**ASSIGNMENT**
Instruction for the entries that follow: retype exactly the lines from the line with "Target: tree branch" to the line with "round gold medal.", both included, and omit all others.

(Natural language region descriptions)
Start of Block

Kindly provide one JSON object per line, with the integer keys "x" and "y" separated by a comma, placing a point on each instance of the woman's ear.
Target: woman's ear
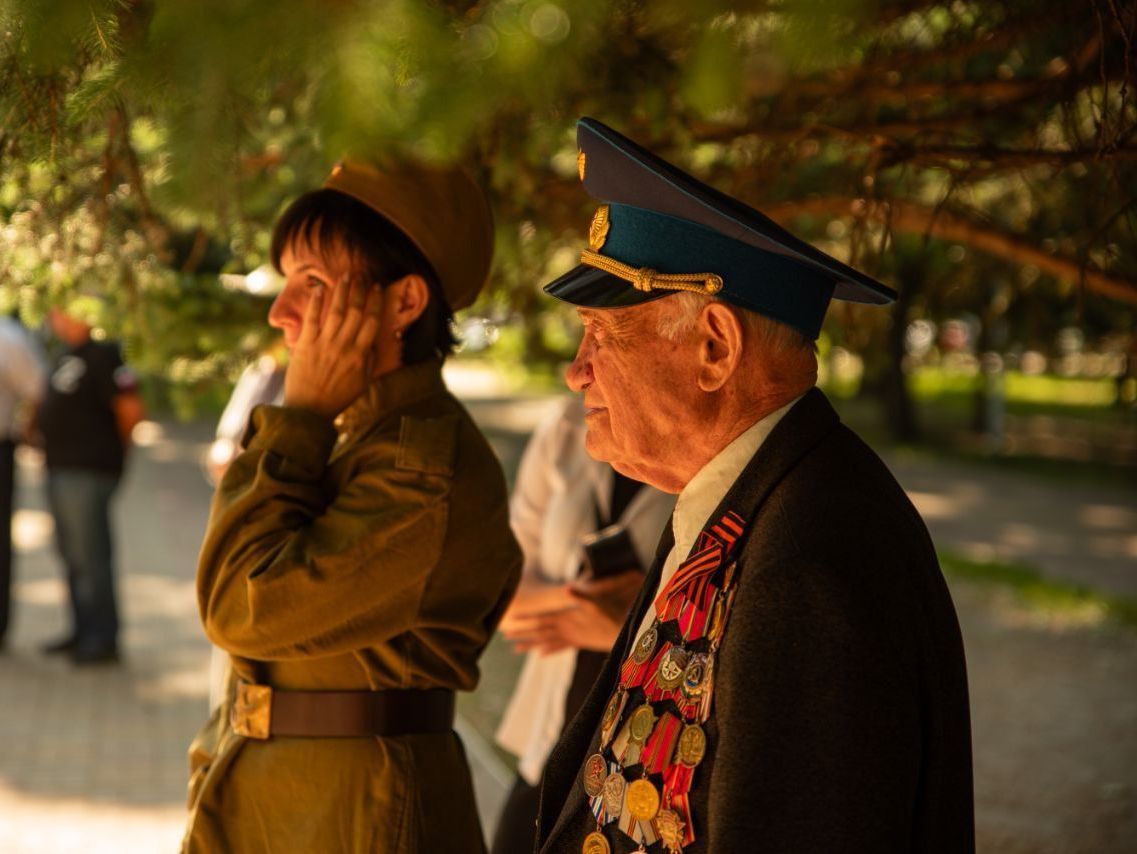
{"x": 720, "y": 346}
{"x": 412, "y": 296}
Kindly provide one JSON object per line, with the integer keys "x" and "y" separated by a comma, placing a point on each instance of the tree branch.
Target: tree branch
{"x": 914, "y": 218}
{"x": 1004, "y": 157}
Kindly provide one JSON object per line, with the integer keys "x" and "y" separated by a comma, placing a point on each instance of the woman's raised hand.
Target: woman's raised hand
{"x": 331, "y": 362}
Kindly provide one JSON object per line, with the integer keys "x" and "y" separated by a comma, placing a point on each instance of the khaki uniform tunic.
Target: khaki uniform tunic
{"x": 379, "y": 557}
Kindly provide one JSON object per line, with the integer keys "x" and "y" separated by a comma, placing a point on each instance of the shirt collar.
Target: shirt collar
{"x": 706, "y": 489}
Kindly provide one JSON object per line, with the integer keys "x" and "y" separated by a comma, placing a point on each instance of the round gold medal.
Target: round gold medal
{"x": 642, "y": 799}
{"x": 693, "y": 745}
{"x": 640, "y": 723}
{"x": 670, "y": 828}
{"x": 595, "y": 843}
{"x": 671, "y": 668}
{"x": 646, "y": 645}
{"x": 696, "y": 676}
{"x": 596, "y": 770}
{"x": 614, "y": 794}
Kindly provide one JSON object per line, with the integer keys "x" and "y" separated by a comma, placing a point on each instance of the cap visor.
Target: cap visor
{"x": 591, "y": 288}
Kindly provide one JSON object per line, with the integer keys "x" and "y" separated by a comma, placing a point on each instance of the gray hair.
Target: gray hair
{"x": 685, "y": 308}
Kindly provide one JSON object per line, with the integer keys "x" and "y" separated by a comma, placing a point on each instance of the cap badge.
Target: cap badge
{"x": 598, "y": 231}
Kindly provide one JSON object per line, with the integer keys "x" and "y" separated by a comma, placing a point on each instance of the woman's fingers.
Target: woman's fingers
{"x": 333, "y": 323}
{"x": 310, "y": 329}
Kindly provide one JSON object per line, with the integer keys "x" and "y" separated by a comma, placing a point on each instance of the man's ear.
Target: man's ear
{"x": 720, "y": 346}
{"x": 412, "y": 296}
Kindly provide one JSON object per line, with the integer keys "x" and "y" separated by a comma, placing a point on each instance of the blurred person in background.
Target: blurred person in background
{"x": 22, "y": 374}
{"x": 588, "y": 533}
{"x": 358, "y": 554}
{"x": 260, "y": 382}
{"x": 90, "y": 408}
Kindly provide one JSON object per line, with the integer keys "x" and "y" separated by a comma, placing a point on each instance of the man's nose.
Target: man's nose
{"x": 579, "y": 375}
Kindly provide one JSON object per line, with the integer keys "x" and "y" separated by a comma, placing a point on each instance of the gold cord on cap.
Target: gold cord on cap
{"x": 644, "y": 279}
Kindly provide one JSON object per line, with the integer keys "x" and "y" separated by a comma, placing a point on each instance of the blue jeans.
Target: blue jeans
{"x": 81, "y": 505}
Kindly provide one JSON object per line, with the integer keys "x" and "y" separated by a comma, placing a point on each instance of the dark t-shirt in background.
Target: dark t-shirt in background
{"x": 77, "y": 416}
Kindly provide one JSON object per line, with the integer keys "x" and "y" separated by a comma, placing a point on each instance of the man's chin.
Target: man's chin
{"x": 597, "y": 446}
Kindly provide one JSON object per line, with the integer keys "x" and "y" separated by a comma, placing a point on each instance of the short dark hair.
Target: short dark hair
{"x": 375, "y": 248}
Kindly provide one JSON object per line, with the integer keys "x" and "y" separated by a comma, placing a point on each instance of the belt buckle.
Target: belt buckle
{"x": 252, "y": 710}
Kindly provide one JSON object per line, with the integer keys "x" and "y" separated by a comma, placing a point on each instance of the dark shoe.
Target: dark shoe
{"x": 64, "y": 645}
{"x": 84, "y": 654}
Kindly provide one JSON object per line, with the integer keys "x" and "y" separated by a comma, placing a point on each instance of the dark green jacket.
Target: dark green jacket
{"x": 373, "y": 556}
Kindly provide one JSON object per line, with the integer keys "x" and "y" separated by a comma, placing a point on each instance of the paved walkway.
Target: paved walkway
{"x": 93, "y": 761}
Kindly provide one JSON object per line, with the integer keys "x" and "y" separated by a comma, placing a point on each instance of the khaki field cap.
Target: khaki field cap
{"x": 442, "y": 212}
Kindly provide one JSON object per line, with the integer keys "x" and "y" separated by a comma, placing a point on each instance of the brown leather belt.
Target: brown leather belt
{"x": 259, "y": 711}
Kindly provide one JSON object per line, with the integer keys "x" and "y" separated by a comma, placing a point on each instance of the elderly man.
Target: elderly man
{"x": 791, "y": 678}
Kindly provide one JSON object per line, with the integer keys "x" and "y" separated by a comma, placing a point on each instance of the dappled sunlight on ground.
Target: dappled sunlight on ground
{"x": 94, "y": 760}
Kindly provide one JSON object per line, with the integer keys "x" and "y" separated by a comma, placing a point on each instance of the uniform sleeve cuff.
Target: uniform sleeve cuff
{"x": 301, "y": 440}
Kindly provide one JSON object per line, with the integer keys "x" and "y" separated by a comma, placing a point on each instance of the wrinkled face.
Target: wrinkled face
{"x": 640, "y": 390}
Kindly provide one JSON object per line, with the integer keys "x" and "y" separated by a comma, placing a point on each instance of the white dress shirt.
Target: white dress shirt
{"x": 554, "y": 504}
{"x": 703, "y": 494}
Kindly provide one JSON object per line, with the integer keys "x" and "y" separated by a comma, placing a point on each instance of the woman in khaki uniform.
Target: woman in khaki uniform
{"x": 358, "y": 554}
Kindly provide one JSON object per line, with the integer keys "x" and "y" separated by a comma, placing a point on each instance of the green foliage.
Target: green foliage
{"x": 148, "y": 144}
{"x": 1055, "y": 598}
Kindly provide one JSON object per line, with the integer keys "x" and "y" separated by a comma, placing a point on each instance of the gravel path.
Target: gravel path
{"x": 93, "y": 760}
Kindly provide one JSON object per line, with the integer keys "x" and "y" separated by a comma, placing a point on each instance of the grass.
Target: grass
{"x": 1053, "y": 597}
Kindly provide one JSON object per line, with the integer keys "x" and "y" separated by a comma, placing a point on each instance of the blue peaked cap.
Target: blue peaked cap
{"x": 660, "y": 230}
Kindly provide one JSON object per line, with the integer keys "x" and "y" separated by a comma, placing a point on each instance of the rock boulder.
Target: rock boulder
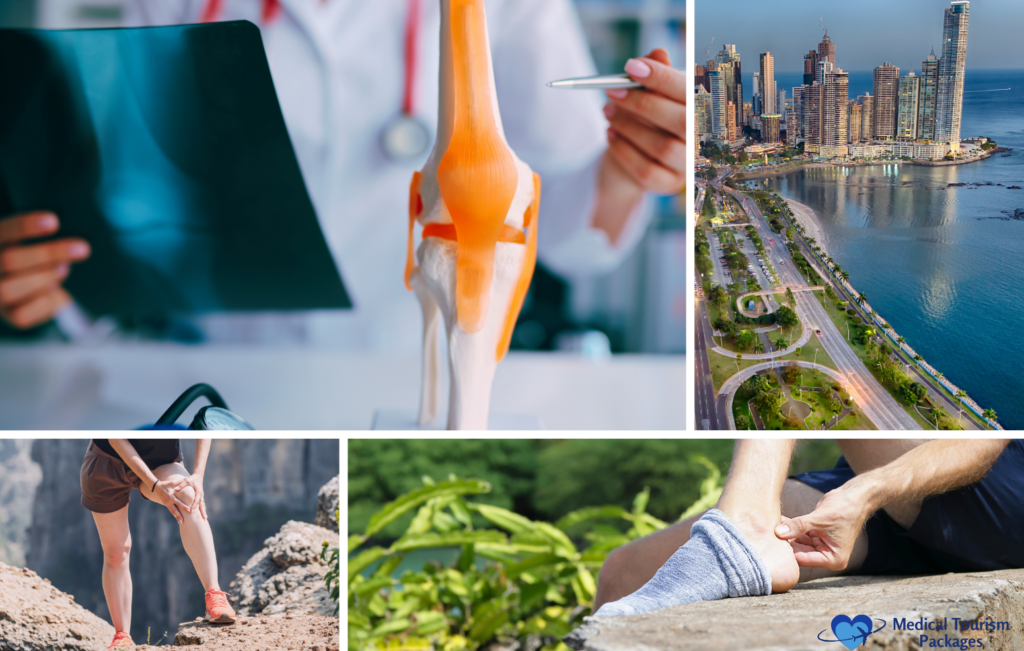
{"x": 37, "y": 616}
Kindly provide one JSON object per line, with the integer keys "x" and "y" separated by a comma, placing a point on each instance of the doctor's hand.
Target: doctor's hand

End of Block

**EXERCISE OUTPUT**
Target: tree branch
{"x": 914, "y": 218}
{"x": 1004, "y": 157}
Kindly provide one JSON object per line, with the integer keys "x" and "y" separated by a comma, placing a point on each instance of the woman's raised hand.
Target: woman's raised hand
{"x": 331, "y": 362}
Kindly provide one JSON object per line, with the integer keys "x" and "y" separated by a comma, placing a point on each instance of the khaki uniform tunic.
Target: khaki uniform tunic
{"x": 379, "y": 557}
Kindly provide one JSON object per line, with the integer keys "x" and "y" separated by a comma, placing a point on each instance of the shirt collar.
Target: shirt collar
{"x": 706, "y": 489}
Kindly provide one JSON object per line, with the integer keys "x" and "y" separated by a comma, placing a point on each instance of the round gold medal.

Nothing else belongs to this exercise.